*** Material for this task ***

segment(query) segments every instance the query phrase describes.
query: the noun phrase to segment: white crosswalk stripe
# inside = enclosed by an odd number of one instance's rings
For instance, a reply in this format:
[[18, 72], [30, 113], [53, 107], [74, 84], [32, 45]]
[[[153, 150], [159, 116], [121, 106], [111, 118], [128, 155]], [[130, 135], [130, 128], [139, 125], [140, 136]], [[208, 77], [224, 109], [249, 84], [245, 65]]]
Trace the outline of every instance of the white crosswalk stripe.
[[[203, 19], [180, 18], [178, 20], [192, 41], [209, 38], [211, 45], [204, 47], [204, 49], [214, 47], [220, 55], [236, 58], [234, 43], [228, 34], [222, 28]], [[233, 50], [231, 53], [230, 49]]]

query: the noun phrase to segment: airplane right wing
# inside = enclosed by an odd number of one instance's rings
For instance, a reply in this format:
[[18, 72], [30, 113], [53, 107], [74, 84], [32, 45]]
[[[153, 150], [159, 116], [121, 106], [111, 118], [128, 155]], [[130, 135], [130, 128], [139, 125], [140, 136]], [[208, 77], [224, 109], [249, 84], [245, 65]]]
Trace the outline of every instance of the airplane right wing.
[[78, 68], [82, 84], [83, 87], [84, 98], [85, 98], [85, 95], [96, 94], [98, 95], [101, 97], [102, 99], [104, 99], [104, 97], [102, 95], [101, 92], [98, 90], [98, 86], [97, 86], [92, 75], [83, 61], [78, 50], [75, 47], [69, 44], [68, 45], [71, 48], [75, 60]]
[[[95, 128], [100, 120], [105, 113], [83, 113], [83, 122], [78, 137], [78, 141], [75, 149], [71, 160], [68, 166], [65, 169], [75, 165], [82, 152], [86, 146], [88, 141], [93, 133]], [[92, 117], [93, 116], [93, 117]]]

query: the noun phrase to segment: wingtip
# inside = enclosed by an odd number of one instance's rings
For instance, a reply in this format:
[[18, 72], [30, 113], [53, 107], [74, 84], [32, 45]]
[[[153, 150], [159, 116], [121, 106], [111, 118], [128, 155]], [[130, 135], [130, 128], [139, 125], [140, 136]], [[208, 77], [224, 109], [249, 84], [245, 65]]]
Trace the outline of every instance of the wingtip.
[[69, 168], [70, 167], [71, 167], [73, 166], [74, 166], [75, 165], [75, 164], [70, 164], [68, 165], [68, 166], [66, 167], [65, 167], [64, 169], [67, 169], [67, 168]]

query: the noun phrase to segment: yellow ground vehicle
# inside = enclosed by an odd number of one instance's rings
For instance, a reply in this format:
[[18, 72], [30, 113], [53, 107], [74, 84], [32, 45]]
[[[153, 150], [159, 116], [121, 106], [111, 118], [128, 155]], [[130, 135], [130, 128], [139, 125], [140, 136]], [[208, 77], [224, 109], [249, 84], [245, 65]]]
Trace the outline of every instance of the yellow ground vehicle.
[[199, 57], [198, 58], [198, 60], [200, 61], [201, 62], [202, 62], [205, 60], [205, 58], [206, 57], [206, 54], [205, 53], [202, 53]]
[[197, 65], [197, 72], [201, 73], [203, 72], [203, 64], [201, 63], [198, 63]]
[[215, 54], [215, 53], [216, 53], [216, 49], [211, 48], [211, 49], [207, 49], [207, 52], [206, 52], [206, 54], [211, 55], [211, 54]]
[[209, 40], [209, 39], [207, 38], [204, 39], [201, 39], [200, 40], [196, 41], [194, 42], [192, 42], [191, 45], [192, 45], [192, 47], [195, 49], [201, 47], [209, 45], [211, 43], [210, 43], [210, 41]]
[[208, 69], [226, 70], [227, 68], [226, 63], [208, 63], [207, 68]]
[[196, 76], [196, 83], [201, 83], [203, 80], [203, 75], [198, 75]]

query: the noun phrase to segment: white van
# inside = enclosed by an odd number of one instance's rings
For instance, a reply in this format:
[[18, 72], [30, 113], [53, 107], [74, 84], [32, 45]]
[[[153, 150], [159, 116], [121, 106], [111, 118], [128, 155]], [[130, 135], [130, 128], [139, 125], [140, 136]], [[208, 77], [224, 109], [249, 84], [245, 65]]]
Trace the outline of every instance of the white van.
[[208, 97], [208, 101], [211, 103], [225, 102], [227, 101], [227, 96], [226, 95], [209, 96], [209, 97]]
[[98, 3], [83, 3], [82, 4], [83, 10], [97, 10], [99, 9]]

***

▶ [What you need to do]
Can you arrange the material above as a Markdown table, with one row per line and blank lines left out, using the columns Row and Material line?

▶ [Answer to the problem]
| Row | Material line |
|---|---|
| 1 | segment(query) segments every instance the query phrase describes. |
| 2 | query: the noun phrase to segment: white crosswalk stripe |
| 3 | # inside = enclosed by an odd number of one instance's rings |
| 4 | For instance, a reply in this format: |
| 5 | [[18, 72], [30, 113], [53, 107], [74, 84], [32, 45]] |
| 6 | [[[153, 150], [159, 116], [121, 106], [111, 118], [128, 155]], [[130, 135], [130, 128], [139, 125], [140, 136]], [[208, 77], [224, 109], [249, 84], [245, 65]]] |
| 7 | Trace the outline of every instance of the white crosswalk stripe. |
| 8 | [[[203, 19], [180, 18], [178, 20], [192, 41], [209, 38], [211, 45], [204, 47], [204, 49], [214, 47], [220, 55], [236, 58], [234, 43], [228, 34], [222, 28]], [[233, 50], [231, 53], [230, 49]]] |
| 9 | query: the noun phrase to segment: airplane right wing |
| 10 | # inside = enclosed by an odd number of one instance's rings |
| 11 | For instance, a reply in this format: |
| 12 | [[18, 72], [30, 113], [53, 107], [74, 84], [32, 45]] |
| 13 | [[[153, 150], [159, 116], [121, 106], [111, 118], [128, 155]], [[130, 135], [130, 128], [139, 125], [140, 136]], [[208, 77], [224, 109], [249, 84], [245, 65]]] |
| 14 | Trace the outline of every instance of the airplane right wing. |
| 15 | [[78, 68], [82, 84], [83, 87], [84, 98], [85, 98], [85, 95], [96, 94], [98, 95], [101, 97], [102, 99], [104, 99], [104, 97], [102, 95], [101, 92], [98, 90], [98, 86], [97, 86], [92, 75], [83, 61], [78, 50], [75, 47], [69, 44], [68, 45], [71, 48], [75, 60]] |
| 16 | [[[95, 128], [100, 120], [105, 113], [83, 113], [83, 122], [78, 137], [78, 141], [75, 149], [71, 160], [68, 166], [65, 169], [75, 165], [82, 152], [86, 146], [88, 141], [93, 133]], [[92, 117], [93, 116], [93, 117]]] |
| 17 | query: the noun phrase to segment: wingtip |
| 18 | # inside = enclosed by an odd number of one instance's rings |
| 19 | For instance, a reply in this format: |
| 20 | [[18, 72], [30, 113], [53, 107], [74, 84], [32, 45]] |
| 21 | [[[153, 150], [159, 116], [121, 106], [111, 118], [128, 155]], [[130, 135], [130, 128], [139, 125], [140, 136]], [[208, 77], [224, 109], [249, 84], [245, 65]]] |
| 22 | Trace the outline of every instance of the wingtip. |
| 23 | [[69, 168], [70, 167], [71, 167], [73, 166], [74, 166], [75, 165], [75, 164], [70, 164], [68, 165], [68, 166], [66, 167], [65, 167], [64, 169], [67, 169], [67, 168]] |
| 24 | query: the noun phrase to segment: yellow ground vehicle |
| 25 | # inside = enclosed by an odd number of one instance's rings |
| 26 | For instance, a reply in this format: |
| 27 | [[18, 72], [30, 113], [53, 107], [74, 84], [32, 45]] |
| 28 | [[[153, 150], [159, 116], [121, 106], [111, 118], [128, 155]], [[130, 135], [130, 128], [139, 125], [140, 136]], [[208, 77], [224, 109], [249, 84], [245, 65]]] |
| 29 | Trace the outline of every instance of the yellow ground vehicle. |
| 30 | [[199, 57], [198, 58], [198, 60], [200, 61], [201, 62], [202, 62], [205, 60], [205, 58], [206, 57], [206, 54], [205, 53], [202, 53]] |
| 31 | [[197, 65], [197, 72], [201, 73], [203, 72], [203, 64], [201, 63], [198, 63]] |
| 32 | [[215, 54], [215, 53], [216, 53], [216, 49], [211, 48], [211, 49], [207, 49], [207, 52], [206, 52], [206, 54], [211, 55], [211, 54]] |
| 33 | [[209, 40], [209, 39], [207, 38], [204, 39], [201, 39], [200, 40], [196, 41], [194, 42], [192, 42], [191, 45], [192, 45], [192, 47], [195, 49], [201, 47], [209, 45], [211, 43], [210, 43], [210, 41]] |
| 34 | [[208, 69], [226, 70], [227, 68], [226, 63], [208, 63], [207, 68]] |
| 35 | [[196, 76], [196, 83], [201, 83], [203, 80], [203, 75], [198, 75]] |
| 36 | query: the noun phrase to segment: white van |
| 37 | # inside = enclosed by an odd number of one instance's rings |
| 38 | For instance, a reply in this format: |
| 39 | [[18, 72], [30, 113], [53, 107], [74, 84], [32, 45]] |
| 40 | [[[153, 150], [159, 116], [121, 106], [111, 118], [128, 155]], [[130, 135], [130, 128], [139, 125], [140, 136]], [[208, 77], [224, 109], [249, 84], [245, 65]]] |
| 41 | Trace the outline of every instance of the white van. |
| 42 | [[208, 97], [208, 101], [211, 103], [225, 102], [227, 101], [227, 96], [226, 95], [209, 96], [209, 97]] |
| 43 | [[98, 3], [83, 3], [82, 4], [83, 10], [97, 10], [99, 9]] |